**Instruction**
Reproduce the stretch of the data from its start through the line containing "156 31 L 156", with both ends included and every line kept exactly as it is. Leave the pictures out of your answer.

(Stored data entries)
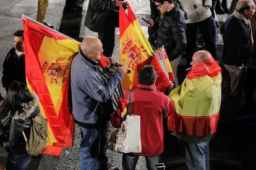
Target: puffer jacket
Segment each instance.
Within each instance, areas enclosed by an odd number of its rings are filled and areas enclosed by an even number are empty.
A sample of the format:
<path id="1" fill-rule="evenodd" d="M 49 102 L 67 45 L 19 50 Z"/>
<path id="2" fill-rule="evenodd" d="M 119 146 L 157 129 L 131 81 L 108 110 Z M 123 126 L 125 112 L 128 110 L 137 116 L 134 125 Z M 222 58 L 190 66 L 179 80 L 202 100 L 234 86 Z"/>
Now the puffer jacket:
<path id="1" fill-rule="evenodd" d="M 85 16 L 85 26 L 95 32 L 104 32 L 106 24 L 118 26 L 118 12 L 116 1 L 90 0 Z M 116 9 L 116 10 L 115 10 Z"/>
<path id="2" fill-rule="evenodd" d="M 184 12 L 186 23 L 197 23 L 211 16 L 211 0 L 176 0 Z"/>
<path id="3" fill-rule="evenodd" d="M 156 31 L 156 46 L 164 47 L 170 61 L 179 57 L 187 47 L 185 18 L 179 6 L 174 4 L 174 7 L 160 19 Z"/>
<path id="4" fill-rule="evenodd" d="M 22 131 L 24 131 L 26 136 L 29 136 L 32 118 L 40 113 L 38 97 L 35 93 L 32 93 L 32 95 L 34 100 L 24 103 L 22 113 L 16 111 L 14 115 L 11 116 L 11 112 L 8 111 L 7 115 L 11 118 L 11 121 L 8 123 L 2 119 L 0 122 L 1 128 L 4 130 L 7 136 L 6 140 L 0 144 L 10 154 L 20 155 L 27 153 L 26 143 Z"/>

**The answer**
Target: puffer jacket
Segment each instance.
Within each instance, areas enclosed by an odd number of its rings are filled and areas enclosed by an even number are empty.
A sample of the format:
<path id="1" fill-rule="evenodd" d="M 49 102 L 67 45 L 19 50 Z"/>
<path id="2" fill-rule="evenodd" d="M 119 146 L 157 129 L 131 81 L 108 110 Z M 123 126 L 125 112 L 128 110 L 137 116 L 134 125 Z M 222 58 L 190 66 L 179 80 L 202 100 L 234 86 Z"/>
Now the puffer jacket:
<path id="1" fill-rule="evenodd" d="M 85 16 L 85 26 L 95 32 L 104 32 L 106 24 L 118 26 L 118 12 L 116 1 L 90 0 Z M 116 9 L 116 10 L 115 10 Z"/>
<path id="2" fill-rule="evenodd" d="M 184 12 L 186 23 L 197 23 L 211 16 L 211 0 L 176 0 Z"/>
<path id="3" fill-rule="evenodd" d="M 156 31 L 156 46 L 164 47 L 170 61 L 179 57 L 187 47 L 185 18 L 179 6 L 174 4 L 174 7 L 160 19 Z"/>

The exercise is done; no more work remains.